» Collection entries:
========

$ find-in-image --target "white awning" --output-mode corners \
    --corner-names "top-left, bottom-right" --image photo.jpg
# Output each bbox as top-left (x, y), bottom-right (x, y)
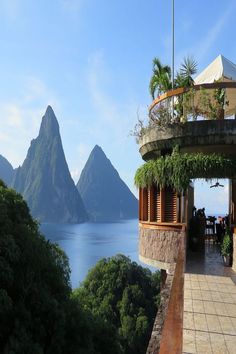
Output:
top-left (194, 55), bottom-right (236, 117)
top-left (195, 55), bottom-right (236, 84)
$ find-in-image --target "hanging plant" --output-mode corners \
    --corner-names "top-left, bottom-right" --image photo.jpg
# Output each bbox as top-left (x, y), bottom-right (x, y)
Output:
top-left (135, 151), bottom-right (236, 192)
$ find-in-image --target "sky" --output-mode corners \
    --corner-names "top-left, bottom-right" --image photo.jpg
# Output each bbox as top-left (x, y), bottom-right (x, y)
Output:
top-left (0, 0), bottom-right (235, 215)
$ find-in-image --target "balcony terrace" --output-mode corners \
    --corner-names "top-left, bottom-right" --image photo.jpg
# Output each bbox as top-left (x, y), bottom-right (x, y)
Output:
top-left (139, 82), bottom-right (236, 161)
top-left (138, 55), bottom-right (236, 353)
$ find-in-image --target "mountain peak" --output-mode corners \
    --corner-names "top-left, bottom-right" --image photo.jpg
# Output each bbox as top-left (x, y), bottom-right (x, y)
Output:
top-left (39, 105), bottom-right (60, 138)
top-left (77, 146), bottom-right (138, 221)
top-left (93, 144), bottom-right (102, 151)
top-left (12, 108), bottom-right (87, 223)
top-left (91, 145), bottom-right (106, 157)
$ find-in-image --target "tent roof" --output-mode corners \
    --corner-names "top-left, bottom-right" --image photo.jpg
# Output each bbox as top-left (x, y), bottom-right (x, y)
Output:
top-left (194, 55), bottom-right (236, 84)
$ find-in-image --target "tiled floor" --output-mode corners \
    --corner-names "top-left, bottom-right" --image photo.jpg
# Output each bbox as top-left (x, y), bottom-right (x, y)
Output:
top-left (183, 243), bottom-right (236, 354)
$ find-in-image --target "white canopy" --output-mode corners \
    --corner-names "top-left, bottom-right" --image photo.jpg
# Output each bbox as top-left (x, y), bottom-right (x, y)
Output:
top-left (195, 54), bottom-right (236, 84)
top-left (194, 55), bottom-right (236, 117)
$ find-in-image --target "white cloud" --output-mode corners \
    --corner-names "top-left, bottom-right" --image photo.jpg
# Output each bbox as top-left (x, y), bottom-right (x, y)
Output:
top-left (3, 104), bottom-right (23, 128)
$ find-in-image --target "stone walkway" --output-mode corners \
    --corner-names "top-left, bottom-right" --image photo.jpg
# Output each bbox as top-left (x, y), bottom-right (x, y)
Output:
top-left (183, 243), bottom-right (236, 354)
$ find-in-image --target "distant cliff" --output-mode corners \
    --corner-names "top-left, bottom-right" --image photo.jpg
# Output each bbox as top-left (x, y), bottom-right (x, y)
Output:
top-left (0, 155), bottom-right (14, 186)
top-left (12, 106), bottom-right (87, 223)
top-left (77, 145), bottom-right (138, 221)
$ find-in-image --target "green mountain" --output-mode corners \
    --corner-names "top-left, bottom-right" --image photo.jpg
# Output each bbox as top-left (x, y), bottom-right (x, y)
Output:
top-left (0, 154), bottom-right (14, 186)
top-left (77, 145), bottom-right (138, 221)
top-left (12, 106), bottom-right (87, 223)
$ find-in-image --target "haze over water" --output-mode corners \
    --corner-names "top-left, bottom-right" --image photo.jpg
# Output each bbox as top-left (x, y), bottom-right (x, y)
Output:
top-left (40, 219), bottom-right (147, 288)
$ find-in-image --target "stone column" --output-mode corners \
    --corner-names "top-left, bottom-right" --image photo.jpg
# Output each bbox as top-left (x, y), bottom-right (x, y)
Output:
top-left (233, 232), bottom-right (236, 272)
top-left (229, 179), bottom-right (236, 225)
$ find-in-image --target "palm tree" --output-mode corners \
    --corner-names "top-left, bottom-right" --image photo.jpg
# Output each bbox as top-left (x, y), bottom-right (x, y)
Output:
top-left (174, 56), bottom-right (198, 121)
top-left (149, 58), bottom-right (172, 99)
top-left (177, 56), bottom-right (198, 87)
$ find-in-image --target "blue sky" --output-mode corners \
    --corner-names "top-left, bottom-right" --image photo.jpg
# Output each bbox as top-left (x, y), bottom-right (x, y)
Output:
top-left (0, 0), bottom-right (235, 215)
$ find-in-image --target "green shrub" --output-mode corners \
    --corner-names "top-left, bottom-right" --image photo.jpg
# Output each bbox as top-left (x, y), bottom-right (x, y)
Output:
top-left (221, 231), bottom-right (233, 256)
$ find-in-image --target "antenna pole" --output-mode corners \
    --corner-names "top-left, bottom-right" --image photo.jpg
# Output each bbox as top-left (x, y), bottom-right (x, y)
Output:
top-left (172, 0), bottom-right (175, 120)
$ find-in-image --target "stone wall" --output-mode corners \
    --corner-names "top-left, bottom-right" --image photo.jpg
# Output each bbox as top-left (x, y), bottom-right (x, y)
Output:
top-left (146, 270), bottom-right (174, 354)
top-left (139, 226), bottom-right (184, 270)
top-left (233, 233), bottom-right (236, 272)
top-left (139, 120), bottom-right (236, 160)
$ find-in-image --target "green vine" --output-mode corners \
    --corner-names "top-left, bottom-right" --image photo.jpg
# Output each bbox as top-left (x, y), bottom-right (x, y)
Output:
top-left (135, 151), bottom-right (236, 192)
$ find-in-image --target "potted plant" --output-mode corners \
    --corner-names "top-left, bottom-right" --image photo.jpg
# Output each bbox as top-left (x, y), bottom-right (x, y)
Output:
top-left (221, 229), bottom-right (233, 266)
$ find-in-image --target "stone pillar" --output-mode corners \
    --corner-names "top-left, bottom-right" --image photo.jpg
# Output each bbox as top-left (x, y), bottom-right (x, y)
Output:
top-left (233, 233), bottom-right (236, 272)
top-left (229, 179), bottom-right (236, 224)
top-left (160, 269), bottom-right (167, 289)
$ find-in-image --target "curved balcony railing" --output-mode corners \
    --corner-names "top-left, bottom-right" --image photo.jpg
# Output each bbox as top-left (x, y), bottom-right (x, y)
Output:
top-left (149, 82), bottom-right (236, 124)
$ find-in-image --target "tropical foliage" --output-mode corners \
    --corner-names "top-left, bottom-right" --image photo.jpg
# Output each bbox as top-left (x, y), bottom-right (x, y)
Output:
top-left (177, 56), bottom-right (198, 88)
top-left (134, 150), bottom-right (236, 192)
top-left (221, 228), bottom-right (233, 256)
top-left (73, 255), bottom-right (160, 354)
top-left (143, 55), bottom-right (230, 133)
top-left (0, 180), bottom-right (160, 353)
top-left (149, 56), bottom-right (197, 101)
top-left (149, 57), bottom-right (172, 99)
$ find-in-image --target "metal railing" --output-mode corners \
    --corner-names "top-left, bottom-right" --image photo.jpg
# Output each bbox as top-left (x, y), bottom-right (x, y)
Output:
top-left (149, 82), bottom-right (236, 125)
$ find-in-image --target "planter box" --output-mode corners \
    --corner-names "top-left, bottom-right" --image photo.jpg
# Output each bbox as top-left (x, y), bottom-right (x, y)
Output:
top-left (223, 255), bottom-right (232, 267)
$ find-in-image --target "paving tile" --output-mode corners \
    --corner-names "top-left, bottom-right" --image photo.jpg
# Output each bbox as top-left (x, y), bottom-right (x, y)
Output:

========

» What to do:
Return each line above exactly; any pictures are to be skipped.

» Output:
$ find-in-image --target "white awning" --output-mode corners \
    --corner-names "top-left, bottom-right" --image photo.jpg
# Output each bbox as top-left (x, y), bottom-right (x, y)
Output:
top-left (194, 55), bottom-right (236, 117)
top-left (195, 55), bottom-right (236, 84)
$ find-in-image --target "hanging plant" --output-mode corners \
    --corner-names "top-left, bottom-right" --image photo.jpg
# Output each bbox as top-left (x, y), bottom-right (x, y)
Output:
top-left (135, 151), bottom-right (236, 192)
$ find-in-image --target "sky" --output-mode corners \
    --corner-names "top-left, bottom-right" --image photo.jpg
# Output each bbox as top-left (x, y), bottom-right (x, y)
Output:
top-left (0, 0), bottom-right (235, 215)
$ find-in-image --target "balcony terrace" --output-mode corners \
    --corner-names "top-left, bottom-right" --image photo.jpg
# Output each bbox as top-left (x, y), bottom-right (x, y)
Output:
top-left (139, 82), bottom-right (236, 161)
top-left (138, 55), bottom-right (236, 353)
$ find-in-image --target "mountain peak" --output-mode corners \
    --corner-names "top-left, bottom-right" --image photo.jpg
# Output each bbox as top-left (x, y), bottom-right (x, y)
Output:
top-left (39, 105), bottom-right (60, 138)
top-left (77, 146), bottom-right (138, 221)
top-left (93, 144), bottom-right (102, 151)
top-left (12, 108), bottom-right (87, 223)
top-left (91, 145), bottom-right (106, 157)
$ find-in-image --target "tent roof" --output-mode corners \
    --corner-names "top-left, bottom-right" --image photo.jpg
# Output each bbox as top-left (x, y), bottom-right (x, y)
Output:
top-left (194, 55), bottom-right (236, 84)
$ find-in-image --target "tiled floor" --output-mode corners \
    --corner-names "top-left, bottom-right" --image photo.jpg
# Output each bbox as top-left (x, y), bottom-right (x, y)
Output:
top-left (183, 243), bottom-right (236, 354)
$ find-in-image --target "white canopy" --output-mode corners \
    --corner-names "top-left, bottom-right" --image photo.jpg
# Output each bbox as top-left (x, y), bottom-right (x, y)
Output:
top-left (195, 54), bottom-right (236, 84)
top-left (194, 55), bottom-right (236, 117)
$ find-in-image --target "white cloud" --output-mode corners \
    --corner-names "top-left, bottom-right" --image photo.jpg
# Output each bbox as top-left (x, y), bottom-right (x, y)
Output:
top-left (3, 104), bottom-right (23, 128)
$ find-in-image --target "stone walkway" --output-mode corners \
    --corner-names "top-left, bottom-right" --image photo.jpg
# Output each bbox as top-left (x, y), bottom-right (x, y)
Output:
top-left (183, 243), bottom-right (236, 354)
$ find-in-image --target "distant cliff" --output-mode corners \
    --corner-names "top-left, bottom-right" --image photo.jpg
# Output each bbox as top-left (x, y), bottom-right (x, y)
Output:
top-left (0, 155), bottom-right (14, 186)
top-left (12, 106), bottom-right (87, 223)
top-left (77, 145), bottom-right (138, 221)
$ find-in-image --target "green mountain" --output-mode corners \
    --corner-names "top-left, bottom-right" --image photo.jpg
# Output each bbox as top-left (x, y), bottom-right (x, y)
Output:
top-left (0, 154), bottom-right (14, 186)
top-left (77, 145), bottom-right (138, 221)
top-left (12, 106), bottom-right (87, 223)
$ find-in-image --target "haze over water" --output-mode corners \
    --corner-names "top-left, bottom-right" --image photo.jpg
# Output each bbox as top-left (x, y), bottom-right (x, y)
Output:
top-left (40, 219), bottom-right (147, 288)
$ find-in-image --target "stone column" --output-mode corners \
    --corner-names "top-left, bottom-right" --image photo.jpg
# Output each bbox as top-left (x, y), bottom-right (x, y)
Output:
top-left (233, 232), bottom-right (236, 272)
top-left (229, 179), bottom-right (236, 225)
$ find-in-image --target "palm tree" --output-mode corners \
    --corner-names "top-left, bottom-right" --image photo.jpg
# Output each bbox as top-left (x, y), bottom-right (x, y)
Output:
top-left (174, 56), bottom-right (198, 121)
top-left (149, 58), bottom-right (172, 99)
top-left (177, 56), bottom-right (198, 87)
$ find-in-image --target "blue sky" --output-mode corners \
    --corner-names "top-left, bottom-right" --image photo.jpg
# Output each bbox as top-left (x, y), bottom-right (x, y)
Output:
top-left (0, 0), bottom-right (235, 215)
$ find-in-image --target "green shrub" --output-mode corners \
    --corner-names "top-left, bottom-right" --image photo.jpg
# Output each bbox as top-left (x, y), bottom-right (x, y)
Output:
top-left (221, 231), bottom-right (233, 256)
$ find-in-image --target "antenna pole" --output-mode corners \
    --corner-names "top-left, bottom-right" --image photo.jpg
# Output each bbox as top-left (x, y), bottom-right (x, y)
Output:
top-left (172, 0), bottom-right (175, 120)
$ find-in-image --target "stone wall" --output-mode corners \
    --corner-names "top-left, bottom-right" --image photo.jpg
# Output each bbox as top-left (x, y), bottom-right (x, y)
Output:
top-left (146, 270), bottom-right (174, 354)
top-left (139, 226), bottom-right (184, 270)
top-left (233, 233), bottom-right (236, 272)
top-left (139, 120), bottom-right (236, 160)
$ find-in-image --target "green vine" --output-mode corners \
    --corner-names "top-left, bottom-right" --image photo.jpg
# Output each bbox as top-left (x, y), bottom-right (x, y)
Output:
top-left (135, 151), bottom-right (236, 192)
$ find-in-image --target "potted plant" --output-mode corners \
    --corner-names "top-left, bottom-right" --image photo.jpg
# Output each bbox as top-left (x, y), bottom-right (x, y)
Output:
top-left (221, 229), bottom-right (233, 266)
$ find-in-image --target "stone pillar" --output-mode corners \
    --corner-names "top-left, bottom-right" --image photo.jpg
# Output each bbox as top-left (x, y), bottom-right (x, y)
Output:
top-left (233, 233), bottom-right (236, 272)
top-left (229, 179), bottom-right (236, 224)
top-left (160, 269), bottom-right (167, 289)
$ find-in-image --target "curved balcony railing" --output-mode corners \
    --corner-names "top-left, bottom-right" --image photo.jpg
# Output each bbox as top-left (x, y), bottom-right (x, y)
Output:
top-left (149, 82), bottom-right (236, 124)
$ find-in-image --target "tropical foliage" --output-mode corners \
    --corner-names "top-left, bottom-right" --image photo.jpg
# Output each bbox as top-left (x, y), bottom-right (x, y)
Output:
top-left (177, 56), bottom-right (198, 88)
top-left (134, 150), bottom-right (236, 192)
top-left (221, 228), bottom-right (233, 256)
top-left (73, 255), bottom-right (160, 354)
top-left (143, 55), bottom-right (230, 133)
top-left (0, 180), bottom-right (160, 353)
top-left (149, 56), bottom-right (197, 101)
top-left (149, 57), bottom-right (172, 99)
$ find-in-image --target "metal railing" --output-mode corners \
    --corner-names "top-left, bottom-right" --image photo.jpg
# Output each bbox as top-left (x, y), bottom-right (x, y)
Output:
top-left (149, 82), bottom-right (236, 125)
$ find-in-image --target "planter box" --output-mode corners \
    --corner-names "top-left, bottom-right" --image photo.jpg
# Output each bbox as top-left (x, y), bottom-right (x, y)
Output:
top-left (223, 255), bottom-right (232, 267)
$ find-in-image --target "paving tile" --output-mode corners \
    --corner-names "top-left, bottom-right" --image photo.jpg
# Output each bbox as top-left (x, y), bottom-right (x, y)
Output:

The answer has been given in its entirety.